━━━━━ INPUT RECORDS ━━━━━
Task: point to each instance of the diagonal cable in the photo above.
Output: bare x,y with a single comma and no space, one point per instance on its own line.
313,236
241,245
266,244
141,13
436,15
━━━━━
Rewrite the rows above with "diagonal" replaced by "slanted" and everything else unchanged.

→ ANSWER TO THIS TASK:
Task: point to each instance of the slanted cable in the photo above.
Output: bare x,y with a single comma and no space, one point per instance on its own line.
313,236
241,245
266,244
141,13
436,15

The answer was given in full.